**WORK REQUEST**: Pictures stay out; everything else in the records below is copied exactly.
....................
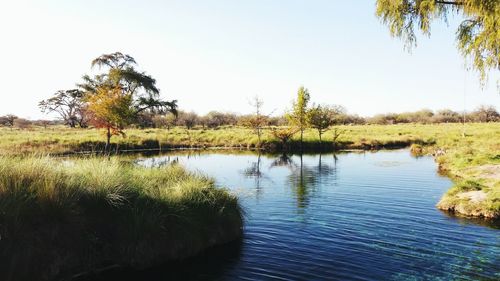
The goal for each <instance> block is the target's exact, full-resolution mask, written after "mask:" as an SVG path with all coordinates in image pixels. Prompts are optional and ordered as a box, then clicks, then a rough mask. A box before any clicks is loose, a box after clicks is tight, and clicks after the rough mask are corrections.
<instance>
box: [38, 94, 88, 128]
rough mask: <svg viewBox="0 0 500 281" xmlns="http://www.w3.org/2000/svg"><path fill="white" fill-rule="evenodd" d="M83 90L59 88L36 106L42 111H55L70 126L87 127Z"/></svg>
mask: <svg viewBox="0 0 500 281" xmlns="http://www.w3.org/2000/svg"><path fill="white" fill-rule="evenodd" d="M83 97H84V92H83V91H82V90H80V89H71V90H60V91H57V92H56V93H55V94H54V95H53V96H52V97H51V98H49V99H46V100H43V101H41V102H40V103H39V104H38V106H39V107H40V109H41V110H42V112H43V113H50V112H55V113H57V114H59V116H60V117H61V119H62V120H63V121H64V123H65V124H66V125H68V126H70V127H71V128H74V127H76V125H79V126H80V127H82V128H85V127H87V121H88V120H87V116H86V115H85V101H84V99H83Z"/></svg>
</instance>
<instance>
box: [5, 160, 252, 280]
mask: <svg viewBox="0 0 500 281" xmlns="http://www.w3.org/2000/svg"><path fill="white" fill-rule="evenodd" d="M243 215H244V213H243V210H241V206H240V204H239V200H238V199H237V197H236V196H235V195H234V194H232V193H230V192H229V191H228V190H226V189H222V188H219V187H216V186H215V183H214V181H213V180H212V179H211V178H208V177H206V176H203V175H199V174H196V173H191V172H188V171H187V170H185V169H184V168H182V167H180V166H169V167H159V168H145V167H140V166H137V165H134V164H132V163H128V162H126V161H121V160H119V159H109V160H108V159H104V158H102V159H101V158H93V159H83V160H82V159H71V160H61V159H59V160H57V159H54V158H52V157H38V158H36V157H31V158H19V157H17V158H16V157H6V156H0V222H1V223H0V235H1V236H0V237H1V239H0V279H1V280H6V281H14V280H16V281H17V280H32V277H33V276H38V278H39V280H53V279H55V278H57V279H65V278H69V277H70V276H72V275H74V274H75V273H76V272H89V271H92V270H95V269H98V268H102V267H105V266H109V265H120V266H128V267H131V268H135V269H143V268H149V267H152V266H155V265H159V264H162V263H165V262H167V261H174V260H181V259H185V258H188V257H193V256H196V255H198V254H200V253H201V252H203V251H205V250H206V249H208V248H211V247H214V246H216V245H220V244H225V243H228V242H231V241H234V240H238V239H241V237H242V235H243V232H242V231H243V229H242V228H243V219H244V218H243Z"/></svg>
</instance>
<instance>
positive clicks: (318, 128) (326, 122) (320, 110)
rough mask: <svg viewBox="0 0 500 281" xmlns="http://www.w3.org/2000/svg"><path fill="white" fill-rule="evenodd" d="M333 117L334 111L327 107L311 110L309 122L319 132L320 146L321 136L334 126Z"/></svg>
mask: <svg viewBox="0 0 500 281" xmlns="http://www.w3.org/2000/svg"><path fill="white" fill-rule="evenodd" d="M332 117H333V113H332V111H331V110H330V109H329V108H328V107H326V106H321V105H318V106H313V107H312V108H311V109H310V110H309V122H310V125H311V127H313V128H314V129H316V130H317V131H318V135H319V144H320V145H321V144H322V140H321V136H322V135H323V133H324V132H326V131H327V130H328V128H329V127H330V125H332V122H333V118H332Z"/></svg>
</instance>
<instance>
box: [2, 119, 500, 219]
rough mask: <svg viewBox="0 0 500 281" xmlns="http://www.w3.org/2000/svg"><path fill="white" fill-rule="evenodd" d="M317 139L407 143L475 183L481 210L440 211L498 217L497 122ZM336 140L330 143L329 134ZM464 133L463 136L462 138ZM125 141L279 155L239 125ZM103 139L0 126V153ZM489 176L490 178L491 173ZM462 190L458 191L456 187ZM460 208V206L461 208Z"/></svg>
mask: <svg viewBox="0 0 500 281" xmlns="http://www.w3.org/2000/svg"><path fill="white" fill-rule="evenodd" d="M335 128H336V131H335V130H329V131H327V132H326V133H325V134H324V135H323V143H321V144H320V142H319V137H318V134H317V132H316V131H315V130H312V129H310V130H307V131H306V132H305V134H304V141H305V143H304V146H303V147H304V150H306V151H317V150H334V149H382V148H402V147H408V146H410V145H413V147H412V150H413V151H414V152H415V153H417V154H418V153H429V154H434V155H436V159H437V161H438V162H439V165H440V169H441V170H443V171H446V172H447V173H448V174H449V175H450V176H451V177H453V179H454V180H455V181H456V182H457V184H459V185H462V186H464V185H465V183H462V182H467V181H475V182H477V183H478V184H479V185H480V186H481V190H483V191H484V192H485V193H487V198H488V199H487V201H485V202H482V204H483V205H484V206H481V207H478V208H476V207H477V206H479V204H477V203H474V202H472V200H468V199H467V198H465V199H464V198H462V199H459V198H458V197H457V196H456V194H458V193H450V194H451V195H449V196H446V197H445V199H451V198H453V200H444V201H443V200H442V201H441V203H440V204H439V206H440V208H442V209H446V210H450V211H455V210H456V208H455V206H457V204H458V203H457V202H460V204H462V205H464V204H465V205H471V206H472V207H471V208H468V209H476V210H479V211H475V212H466V213H468V214H470V215H473V214H474V215H478V216H484V215H487V216H493V217H499V216H500V214H499V213H500V211H499V210H500V206H499V205H500V203H499V200H500V187H498V185H499V179H498V176H495V175H498V173H500V171H498V168H495V167H498V166H499V165H500V123H467V124H466V125H465V126H464V125H462V124H457V123H450V124H448V123H442V124H428V125H425V124H397V125H356V126H337V127H335ZM335 132H337V134H339V136H338V137H337V138H336V142H335V143H334V142H333V139H334V134H335ZM464 133H465V134H464ZM126 134H127V135H126V137H124V138H121V137H114V138H113V139H112V142H113V143H114V147H113V149H114V150H116V149H118V150H120V151H123V150H134V149H162V150H166V149H169V148H176V147H183V148H207V147H222V148H242V149H252V148H256V147H259V146H260V148H262V149H264V150H267V151H280V150H282V149H283V148H284V147H283V145H282V144H281V142H280V141H279V140H277V139H276V138H275V137H273V135H272V133H271V130H269V129H266V130H264V132H263V136H262V142H261V143H260V144H259V143H258V139H257V136H256V135H255V134H254V133H253V131H252V130H250V129H247V128H243V127H222V128H219V129H203V128H195V129H192V130H186V129H185V128H182V127H175V128H173V129H171V130H166V129H144V130H141V129H128V130H126ZM104 145H105V136H104V135H103V133H102V132H100V131H97V130H94V129H69V128H64V127H48V128H47V129H43V128H36V127H35V128H32V129H30V130H19V129H12V130H11V129H7V128H0V154H4V155H19V154H26V153H28V154H29V153H33V152H36V153H51V154H60V153H72V152H76V151H99V150H102V149H104ZM299 147H300V145H299V143H298V135H296V136H295V137H294V138H293V139H292V140H291V142H290V143H289V144H288V145H287V146H286V148H288V149H290V150H295V151H297V150H298V149H299ZM491 173H493V174H494V175H491ZM459 189H460V190H462V189H463V188H459ZM462 209H463V208H462Z"/></svg>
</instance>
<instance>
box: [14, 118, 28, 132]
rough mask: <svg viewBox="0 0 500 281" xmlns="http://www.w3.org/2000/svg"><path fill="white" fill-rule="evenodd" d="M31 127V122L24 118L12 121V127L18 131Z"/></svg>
mask: <svg viewBox="0 0 500 281" xmlns="http://www.w3.org/2000/svg"><path fill="white" fill-rule="evenodd" d="M31 125H32V122H31V121H29V120H26V119H24V118H16V119H15V120H14V126H15V127H17V128H19V129H28V128H30V127H31Z"/></svg>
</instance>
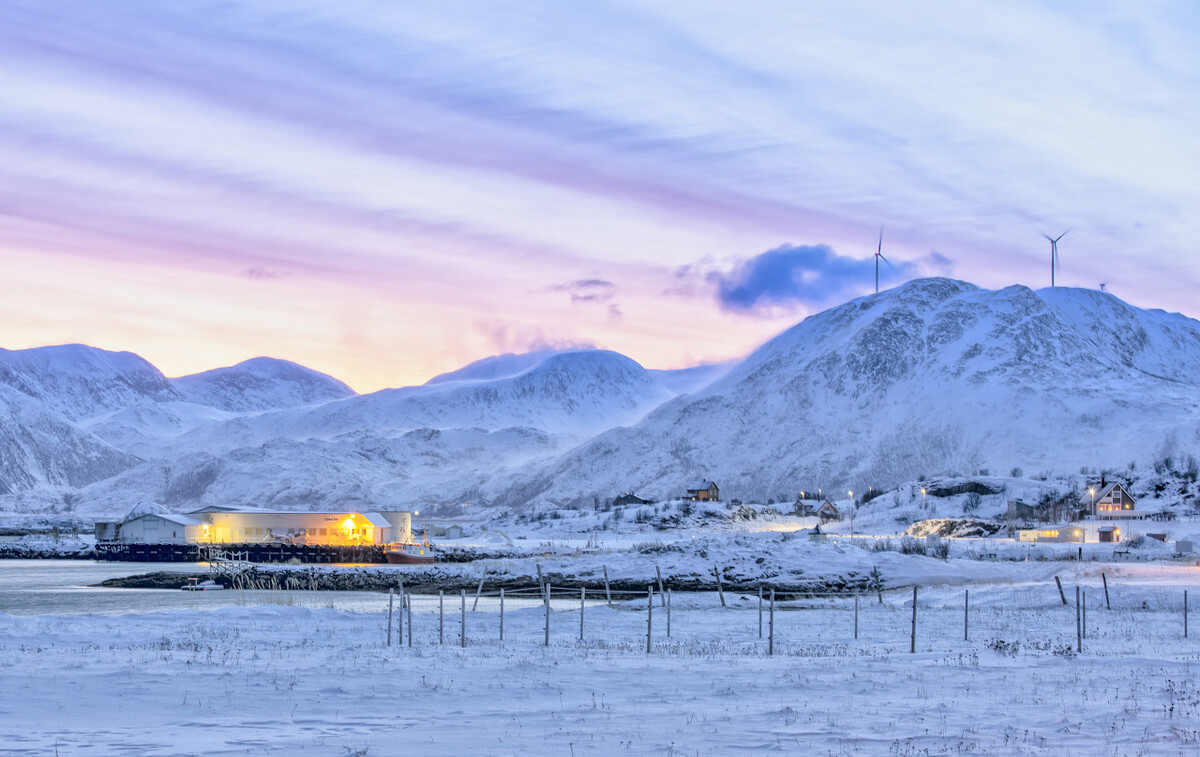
....................
**ANSWER TO THE PROBLEM**:
The goal for each <instance> block is the target's exact, full-resolution mask, written after "mask:" as an SVG path with all coordinates in image pixels. Prompts are optional and ordered as a box, then clicks, then a rough mask. A box before any clicks is loose, a box after clicks is tight, and clicks after the rough mask are corrections.
<instance>
box: [38, 94, 88, 128]
rough mask: <svg viewBox="0 0 500 281" xmlns="http://www.w3.org/2000/svg"><path fill="white" fill-rule="evenodd" d="M83 90L59 88L36 106L42 111H55L70 126L87 127Z"/></svg>
mask: <svg viewBox="0 0 500 281" xmlns="http://www.w3.org/2000/svg"><path fill="white" fill-rule="evenodd" d="M83 97H84V92H83V91H82V90H80V89H71V90H60V91H57V92H56V93H55V94H54V95H53V96H52V97H51V98H49V99H46V100H43V101H41V102H40V103H39V104H38V106H39V107H40V109H41V110H42V112H43V113H50V112H55V113H57V114H59V116H60V117H61V119H62V120H63V121H64V123H65V124H66V125H68V126H70V127H71V128H74V127H76V125H79V126H80V127H82V128H85V127H87V121H88V120H87V116H86V115H85V101H84V99H83Z"/></svg>
</instance>
<instance>
box: [5, 160, 252, 280]
mask: <svg viewBox="0 0 500 281" xmlns="http://www.w3.org/2000/svg"><path fill="white" fill-rule="evenodd" d="M243 215H244V213H243V210H241V206H240V204H239V200H238V199H237V197H236V196H235V195H234V194H232V193H230V192H229V191H228V190H226V189H222V188H219V187H216V186H215V183H214V181H213V180H212V179H211V178H208V177H206V176H203V175H199V174H196V173H191V172H188V171H187V170H185V169H184V168H182V167H180V166H169V167H159V168H145V167H140V166H137V165H134V164H132V163H128V162H126V161H121V160H119V159H109V160H108V159H104V158H102V159H101V158H93V159H83V160H82V159H71V160H61V159H59V160H57V159H54V158H52V157H38V158H36V157H31V158H19V157H17V158H16V157H6V156H0V222H1V223H0V235H1V236H0V237H1V239H0V279H1V280H6V281H14V280H16V281H17V280H32V277H33V276H38V278H39V280H53V279H55V278H57V279H65V278H69V277H70V276H72V275H74V274H75V273H76V272H89V271H92V270H95V269H98V268H102V267H105V266H109V265H120V266H128V267H131V268H135V269H143V268H149V267H152V266H155V265H159V264H162V263H165V262H167V261H174V260H181V259H185V258H188V257H193V256H196V255H198V254H200V253H201V252H203V251H205V250H206V249H208V248H211V247H214V246H216V245H220V244H225V243H228V242H231V241H234V240H238V239H241V237H242V235H243V232H242V231H243V229H242V228H243V219H244V218H243Z"/></svg>
</instance>
<instance>
positive clicks: (318, 128) (326, 122) (320, 110)
rough mask: <svg viewBox="0 0 500 281" xmlns="http://www.w3.org/2000/svg"><path fill="white" fill-rule="evenodd" d="M333 117L334 111L327 107L311 110L309 122L319 132L320 146L321 136L334 126Z"/></svg>
mask: <svg viewBox="0 0 500 281" xmlns="http://www.w3.org/2000/svg"><path fill="white" fill-rule="evenodd" d="M332 117H333V113H332V111H331V110H330V109H329V108H328V107H326V106H321V105H318V106H313V107H312V108H311V109H310V110H309V122H310V125H311V127H313V128H314V129H316V130H317V131H318V135H319V144H320V145H321V144H322V140H321V136H322V135H323V133H324V132H326V131H327V130H328V128H329V127H330V125H332V122H333V118H332Z"/></svg>
</instance>
<instance>
box: [2, 119, 500, 219]
rough mask: <svg viewBox="0 0 500 281" xmlns="http://www.w3.org/2000/svg"><path fill="white" fill-rule="evenodd" d="M317 139L407 143L475 183L481 210L440 211L498 217L497 122ZM336 140L330 143L329 134ZM464 133L463 136L462 138ZM125 141L279 155L239 125ZM103 139L0 126V153ZM489 176L490 178L491 173ZM462 190L458 191L456 187ZM460 208V206L461 208Z"/></svg>
mask: <svg viewBox="0 0 500 281" xmlns="http://www.w3.org/2000/svg"><path fill="white" fill-rule="evenodd" d="M335 128H336V131H335V130H329V131H327V132H326V133H325V134H324V135H323V143H321V144H320V142H319V137H318V134H317V132H316V131H315V130H312V129H310V130H307V131H306V132H305V134H304V141H305V143H304V146H303V147H304V150H306V151H317V150H334V149H382V148H402V147H408V146H410V145H413V147H412V150H413V151H414V152H415V153H417V154H418V153H429V154H434V155H436V159H437V161H438V162H439V165H440V169H441V170H443V171H446V172H447V173H448V174H449V175H450V176H451V177H453V179H454V180H455V181H456V182H457V184H459V185H462V186H464V185H465V183H462V182H467V181H475V182H477V183H478V184H479V185H480V186H481V190H483V191H484V192H485V193H487V198H488V199H487V201H485V202H482V204H483V205H484V206H481V207H478V208H476V207H477V206H479V204H477V203H474V202H472V200H468V199H467V198H465V199H464V198H462V199H459V198H458V197H457V196H456V194H458V193H450V194H451V195H449V196H446V197H445V199H451V198H453V200H444V201H443V200H442V201H441V203H440V204H439V206H440V208H442V209H446V210H450V211H455V210H456V208H455V206H457V204H458V203H457V202H460V204H462V205H464V204H465V205H471V206H472V207H471V208H468V209H476V210H479V211H475V212H466V213H468V214H470V215H473V214H474V215H478V216H484V215H487V216H493V217H499V216H500V214H499V213H500V211H499V210H500V206H499V205H500V203H499V200H500V187H498V185H499V179H498V176H495V175H498V173H500V171H498V168H495V167H498V166H499V165H500V123H467V124H466V125H465V126H464V125H462V124H457V123H450V124H448V123H442V124H428V125H425V124H397V125H356V126H337V127H335ZM335 132H337V134H339V136H338V137H337V138H336V142H335V143H334V142H333V139H334V134H335ZM464 133H465V134H464ZM126 134H127V135H126V137H124V138H121V137H114V138H113V139H112V142H113V143H114V147H113V149H114V150H116V149H118V150H120V151H123V150H134V149H162V150H166V149H169V148H176V147H183V148H207V147H222V148H242V149H252V148H256V147H259V146H260V148H262V149H264V150H267V151H280V150H282V149H283V148H284V147H283V145H282V144H281V142H280V141H279V140H277V139H276V138H275V137H273V135H272V133H271V130H269V129H266V130H264V132H263V136H262V142H261V143H260V144H259V143H258V139H257V136H256V135H255V134H254V133H253V131H252V130H250V129H247V128H243V127H222V128H219V129H203V128H195V129H192V130H186V129H185V128H182V127H175V128H173V129H171V130H166V129H144V130H141V129H128V130H126ZM104 145H105V136H104V135H103V133H102V132H100V131H97V130H94V129H69V128H64V127H48V128H47V129H43V128H36V127H35V128H32V129H30V130H19V129H12V130H11V129H7V128H0V154H4V155H19V154H26V153H28V154H29V153H33V152H36V153H51V154H60V153H72V152H76V151H99V150H102V149H104ZM299 147H300V145H299V143H298V135H296V136H295V137H294V138H293V139H292V140H291V142H290V143H289V144H288V145H287V146H286V148H288V149H290V150H295V151H297V150H298V149H299ZM491 173H493V174H494V175H491ZM459 189H460V190H462V189H463V188H459ZM462 209H463V208H462Z"/></svg>
</instance>
<instance>
box: [14, 118, 28, 132]
rough mask: <svg viewBox="0 0 500 281" xmlns="http://www.w3.org/2000/svg"><path fill="white" fill-rule="evenodd" d="M31 127V122L24 118L12 121V127L18 131Z"/></svg>
mask: <svg viewBox="0 0 500 281" xmlns="http://www.w3.org/2000/svg"><path fill="white" fill-rule="evenodd" d="M31 125H32V122H31V121H29V120H26V119H24V118H16V119H15V120H14V126H15V127H17V128H19V129H28V128H30V127H31Z"/></svg>
</instance>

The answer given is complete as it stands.